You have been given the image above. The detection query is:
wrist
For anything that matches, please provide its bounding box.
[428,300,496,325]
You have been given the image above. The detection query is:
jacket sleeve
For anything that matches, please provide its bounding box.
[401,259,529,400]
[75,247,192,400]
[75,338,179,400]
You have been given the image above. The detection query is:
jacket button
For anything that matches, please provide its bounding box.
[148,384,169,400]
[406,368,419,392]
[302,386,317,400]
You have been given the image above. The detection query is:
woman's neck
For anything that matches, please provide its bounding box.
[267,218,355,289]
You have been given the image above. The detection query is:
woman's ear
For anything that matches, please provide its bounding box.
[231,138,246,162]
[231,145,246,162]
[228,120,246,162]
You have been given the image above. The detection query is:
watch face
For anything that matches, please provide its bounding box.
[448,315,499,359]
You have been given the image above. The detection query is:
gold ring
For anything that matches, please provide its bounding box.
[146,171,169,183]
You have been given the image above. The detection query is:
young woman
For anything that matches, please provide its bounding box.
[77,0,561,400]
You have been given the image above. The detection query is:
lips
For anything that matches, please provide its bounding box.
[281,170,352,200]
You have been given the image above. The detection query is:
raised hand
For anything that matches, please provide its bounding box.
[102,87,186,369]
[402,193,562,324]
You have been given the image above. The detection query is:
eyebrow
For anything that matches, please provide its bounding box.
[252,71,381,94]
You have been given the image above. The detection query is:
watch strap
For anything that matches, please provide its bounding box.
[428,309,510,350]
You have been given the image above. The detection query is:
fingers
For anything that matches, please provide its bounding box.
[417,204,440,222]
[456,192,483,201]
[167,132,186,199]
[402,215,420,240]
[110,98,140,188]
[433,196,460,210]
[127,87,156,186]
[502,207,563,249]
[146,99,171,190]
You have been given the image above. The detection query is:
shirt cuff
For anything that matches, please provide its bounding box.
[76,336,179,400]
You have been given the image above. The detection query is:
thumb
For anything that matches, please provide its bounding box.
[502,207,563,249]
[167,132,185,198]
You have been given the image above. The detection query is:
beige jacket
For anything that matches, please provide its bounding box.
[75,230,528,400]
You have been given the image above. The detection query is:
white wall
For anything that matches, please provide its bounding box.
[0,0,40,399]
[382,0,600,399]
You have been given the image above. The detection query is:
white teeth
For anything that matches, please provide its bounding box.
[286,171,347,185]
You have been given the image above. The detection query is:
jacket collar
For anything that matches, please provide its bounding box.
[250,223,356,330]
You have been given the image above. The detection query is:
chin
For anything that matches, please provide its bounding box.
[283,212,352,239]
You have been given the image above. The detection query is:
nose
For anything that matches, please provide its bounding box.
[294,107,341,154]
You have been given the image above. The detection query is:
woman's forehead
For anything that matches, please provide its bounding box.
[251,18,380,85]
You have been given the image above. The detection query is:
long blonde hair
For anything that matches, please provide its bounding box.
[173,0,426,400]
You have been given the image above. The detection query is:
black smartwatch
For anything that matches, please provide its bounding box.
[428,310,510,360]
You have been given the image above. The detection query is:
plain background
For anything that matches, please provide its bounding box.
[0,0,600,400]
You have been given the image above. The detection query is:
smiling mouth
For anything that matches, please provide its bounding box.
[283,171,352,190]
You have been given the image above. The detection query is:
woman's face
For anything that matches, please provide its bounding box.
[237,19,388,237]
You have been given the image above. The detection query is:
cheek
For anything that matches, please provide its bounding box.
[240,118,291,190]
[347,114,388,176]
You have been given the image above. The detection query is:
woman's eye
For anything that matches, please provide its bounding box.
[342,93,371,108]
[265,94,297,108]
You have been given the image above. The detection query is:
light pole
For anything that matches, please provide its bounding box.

********

■ Problem ■
Extract each line of the records above that contains the string "jacket". Matching is case-sensitive.

■ Exercise solution ■
jacket sleeve
jacket button
beige jacket
jacket collar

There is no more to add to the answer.